Required action: Down to the final line, print each entry exactly.

Records provided:
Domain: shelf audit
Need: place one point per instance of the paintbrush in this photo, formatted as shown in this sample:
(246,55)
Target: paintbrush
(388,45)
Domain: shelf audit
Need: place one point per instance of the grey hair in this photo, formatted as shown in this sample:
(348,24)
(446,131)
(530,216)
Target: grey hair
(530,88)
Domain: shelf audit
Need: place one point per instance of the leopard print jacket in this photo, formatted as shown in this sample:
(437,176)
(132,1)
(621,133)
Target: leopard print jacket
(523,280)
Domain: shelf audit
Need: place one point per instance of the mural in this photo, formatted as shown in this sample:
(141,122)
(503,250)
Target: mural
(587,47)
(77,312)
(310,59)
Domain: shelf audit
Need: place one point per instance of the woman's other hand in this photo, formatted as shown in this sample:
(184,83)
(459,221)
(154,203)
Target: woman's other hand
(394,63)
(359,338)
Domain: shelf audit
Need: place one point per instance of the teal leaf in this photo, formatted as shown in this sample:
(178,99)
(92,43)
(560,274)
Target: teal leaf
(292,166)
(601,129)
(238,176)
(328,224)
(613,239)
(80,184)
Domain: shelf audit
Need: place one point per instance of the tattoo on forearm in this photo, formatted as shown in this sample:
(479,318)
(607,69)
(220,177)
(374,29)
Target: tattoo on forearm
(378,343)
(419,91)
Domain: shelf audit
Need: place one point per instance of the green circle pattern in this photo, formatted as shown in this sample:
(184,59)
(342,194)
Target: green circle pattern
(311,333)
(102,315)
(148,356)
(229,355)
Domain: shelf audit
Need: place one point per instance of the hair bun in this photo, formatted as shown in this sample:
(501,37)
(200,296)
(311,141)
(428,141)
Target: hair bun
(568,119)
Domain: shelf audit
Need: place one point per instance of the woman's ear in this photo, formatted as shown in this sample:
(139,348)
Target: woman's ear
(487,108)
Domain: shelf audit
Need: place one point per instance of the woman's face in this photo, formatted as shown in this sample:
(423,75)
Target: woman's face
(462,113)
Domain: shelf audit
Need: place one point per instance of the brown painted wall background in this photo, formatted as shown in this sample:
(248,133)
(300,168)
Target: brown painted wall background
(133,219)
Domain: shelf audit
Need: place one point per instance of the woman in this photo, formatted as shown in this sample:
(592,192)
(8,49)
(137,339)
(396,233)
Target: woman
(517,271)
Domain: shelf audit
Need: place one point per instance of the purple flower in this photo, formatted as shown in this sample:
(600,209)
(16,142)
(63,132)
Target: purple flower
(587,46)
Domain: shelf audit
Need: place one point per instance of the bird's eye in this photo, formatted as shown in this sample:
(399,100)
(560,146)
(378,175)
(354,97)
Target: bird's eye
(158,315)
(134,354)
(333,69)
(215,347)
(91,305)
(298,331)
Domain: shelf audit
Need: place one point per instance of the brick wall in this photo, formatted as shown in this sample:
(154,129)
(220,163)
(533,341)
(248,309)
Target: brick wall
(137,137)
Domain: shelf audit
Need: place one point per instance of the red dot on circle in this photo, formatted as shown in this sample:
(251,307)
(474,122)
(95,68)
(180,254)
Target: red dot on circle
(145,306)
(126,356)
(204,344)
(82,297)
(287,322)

Exercise response:
Domain: shelf audit
Need: place one point per instance of the paintbrush in this photo, formatted as shown in this sample:
(246,55)
Target: paintbrush
(388,45)
Domain: shelf audit
Need: place one point per instance of the grey hair in this photo, formatted as shown in this sample:
(348,24)
(446,131)
(530,216)
Target: grey hair
(530,88)
Domain: shelf audit
Need: place one point per instance of the leopard print jacket in this photo, formatted as shown in this sample:
(437,176)
(132,1)
(621,133)
Target: leopard print jacket
(523,280)
Domain: shelf audit
Need: place one point per instance of the mural in this photo, formatted as shown in this sample:
(141,122)
(503,250)
Target: mural
(587,47)
(77,312)
(310,59)
Domain: shelf audit
Need: place one point per instance of the woman's other hand in this photo, formatted as shown in this sample:
(184,83)
(459,221)
(154,203)
Target: woman's other hand
(394,63)
(359,338)
Domain: shelf audit
Need: place one point per instance of the teal leaf in this photo, formatted as shown in this sample:
(178,99)
(92,43)
(560,274)
Target: teal leaf
(292,166)
(601,129)
(238,176)
(328,224)
(613,239)
(80,184)
Domain: shelf audit
Need: place one point per instance of the tattoo on forearm in this photo, formatted as shown in this sample:
(479,318)
(607,69)
(220,177)
(374,29)
Target: tattoo on forearm
(378,343)
(419,91)
Domain: shelf audit
Need: place one point per instance of the green circle pattern in this photo, formatted as shown in this sample:
(184,59)
(342,194)
Target: green circle pattern
(311,333)
(102,315)
(148,356)
(229,355)
Domain: shelf audit
Need: place one point per instance of the hair bun in this photo, formatted as shown in this sample:
(501,37)
(200,296)
(311,141)
(428,141)
Target: hair bun
(568,119)
Domain: shelf audit
Need: place one point per instance of the woman's ear in this photo, formatted as shown in this sample:
(139,348)
Target: woman's ear
(487,108)
Domain: shelf audit
Need: place one point per instance of the woman's face in this photo, formatted as shown in this sample:
(423,75)
Target: woman's face
(462,113)
Domain: shelf audit
Need: place one point per instance of the brown painted wall background in this photo, formatted as shown in this sample:
(248,133)
(300,168)
Target: brown painted wall background
(133,219)
Domain: shelf audit
Need: place one point per instance of the woman in this photo, formatted as shown in this sample:
(592,192)
(8,49)
(137,339)
(396,233)
Target: woman
(517,271)
Domain: shelf audit
Need: place one point per instance of the purple flower in this photo, formatted as shown in this sample:
(600,209)
(16,142)
(63,132)
Target: purple flower
(587,46)
Domain: shelf audit
Need: place one point per instance of the bird's eye in this photo, formatted as shown in this sample:
(399,100)
(560,146)
(378,175)
(354,97)
Target: bird's eye
(158,315)
(134,354)
(333,69)
(215,347)
(91,305)
(298,331)
Domain: shelf audit
Need: place one point per instance of the brick wall in this photo, formatted as shown in this sample:
(154,129)
(220,163)
(533,341)
(248,309)
Target: brick wall
(137,137)
Domain: shelf audit
Need: place one point per instance of the red dot on circle in this photo, formatted as shown in this sample:
(251,307)
(474,122)
(95,68)
(180,254)
Target: red dot on circle
(145,306)
(126,356)
(204,344)
(82,297)
(287,322)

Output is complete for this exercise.